BEGIN Records
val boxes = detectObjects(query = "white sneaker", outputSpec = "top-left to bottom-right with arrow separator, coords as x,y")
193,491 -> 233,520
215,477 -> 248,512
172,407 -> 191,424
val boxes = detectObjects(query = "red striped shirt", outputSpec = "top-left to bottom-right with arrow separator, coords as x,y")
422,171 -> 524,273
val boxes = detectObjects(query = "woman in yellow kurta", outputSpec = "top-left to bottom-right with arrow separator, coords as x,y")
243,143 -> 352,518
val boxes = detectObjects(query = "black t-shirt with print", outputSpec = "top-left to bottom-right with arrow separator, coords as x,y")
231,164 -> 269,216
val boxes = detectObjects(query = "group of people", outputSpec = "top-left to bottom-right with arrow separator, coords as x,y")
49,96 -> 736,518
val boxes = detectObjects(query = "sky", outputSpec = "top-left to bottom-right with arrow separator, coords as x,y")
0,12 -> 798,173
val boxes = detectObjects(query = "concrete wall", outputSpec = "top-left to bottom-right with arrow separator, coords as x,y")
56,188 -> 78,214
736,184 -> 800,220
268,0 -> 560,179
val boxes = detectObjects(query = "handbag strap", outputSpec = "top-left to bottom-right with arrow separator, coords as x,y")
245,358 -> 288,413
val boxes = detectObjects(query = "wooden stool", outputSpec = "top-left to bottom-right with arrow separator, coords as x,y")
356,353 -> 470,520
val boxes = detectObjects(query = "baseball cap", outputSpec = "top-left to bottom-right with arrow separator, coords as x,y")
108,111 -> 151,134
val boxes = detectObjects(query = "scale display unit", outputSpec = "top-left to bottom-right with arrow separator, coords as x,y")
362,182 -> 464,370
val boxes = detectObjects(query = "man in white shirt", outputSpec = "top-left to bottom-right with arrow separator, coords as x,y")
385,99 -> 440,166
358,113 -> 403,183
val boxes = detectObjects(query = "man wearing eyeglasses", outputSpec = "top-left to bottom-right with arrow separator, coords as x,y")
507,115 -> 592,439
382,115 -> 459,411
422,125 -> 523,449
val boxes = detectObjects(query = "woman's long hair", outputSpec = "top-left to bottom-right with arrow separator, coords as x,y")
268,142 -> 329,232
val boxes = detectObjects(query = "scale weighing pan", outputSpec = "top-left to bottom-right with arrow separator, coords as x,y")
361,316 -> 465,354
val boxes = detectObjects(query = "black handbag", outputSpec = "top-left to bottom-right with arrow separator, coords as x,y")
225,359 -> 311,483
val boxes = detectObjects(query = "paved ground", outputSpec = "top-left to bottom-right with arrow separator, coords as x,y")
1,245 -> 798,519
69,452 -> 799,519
END Records
### Work item
Extract all of the data shown above and repeat it verbatim.

### Task solution
val boxes = detectObjects(query = "white sneaker", outputSpec = "top-left to bottom-right with arrow separator, coords as x,y")
193,491 -> 233,520
215,477 -> 248,512
172,407 -> 191,424
val boxes = detectObjects(query = "red striped shirt", outputSpec = "top-left to bottom-right with arrow separator, coords as x,y")
422,171 -> 524,273
val boxes = detectObjects(query = "woman in yellow kurta", outputSpec = "top-left to bottom-right with arrow separator, coords as x,y")
243,143 -> 352,518
val boxes = detectObjects(query = "black t-shirt with print", outputSpec = "top-left to bottom-right with arrow separator, coords as x,y")
231,164 -> 269,216
val boxes = detectObjects(query = "group of people", outputSpec = "top-left to bottom-right with arrow separator, coords as x,y")
49,96 -> 736,518
val boxes = detectObjects(query = "sky", outputSpec = "top-left to bottom-right with arrow separator, coords as x,y")
0,12 -> 798,173
val boxes = detectObjects(query = "concrete wall", outputSpec = "top-left to bottom-right with arrow separator, coords as x,y")
56,188 -> 78,214
736,184 -> 800,220
268,0 -> 560,179
val boxes = detectObjects(query = "handbag strap", outputSpec = "top-left to bottom-right with arrow separator, coords as x,y")
245,358 -> 288,413
val boxes = detectObjects(query = "wooden stool", outputSpec = "top-left to bottom-right with arrow separator, coords as x,y")
356,353 -> 470,520
val boxes = detectObjects(query = "baseball cap", outputSpec = "top-left to bottom-right with arrow separator, coords as x,y")
108,111 -> 151,134
val boxes = detectObjects(query = "scale display unit", outputSpec = "top-left to bottom-right with arrow separator, coords as x,y")
362,182 -> 464,370
val boxes = detectObjects(query = "man in white shirt", outputSpec = "top-left to bottom-right with arrow separator, coords as x,y")
385,99 -> 440,166
358,113 -> 403,183
val boxes = detectObjects(query = "man wearing eyeglasses", outputSpec = "top-left to bottom-right with arrow separator, coords as x,y")
507,115 -> 592,439
382,115 -> 459,411
422,125 -> 523,449
val boxes = detectObjects(query = "woman's long hair", outputSpec = "top-left to bottom-right with arrow separator, coords as x,y")
268,142 -> 329,232
val boxes = detectObjects(query = "scale weighing pan", outputSpec = "top-left to bottom-right with arrow separator, coords as x,y")
361,316 -> 465,354
val boxes = detectObjects(query = "black handbag", outputSpec = "top-left to bottom-right with arrow separator, coords as x,y")
225,359 -> 311,483
val boxes = detectObjects(query = "paved ground", outputSpec = "top-left to bottom-right with arrow separator, coords as x,y")
1,245 -> 798,519
69,452 -> 799,519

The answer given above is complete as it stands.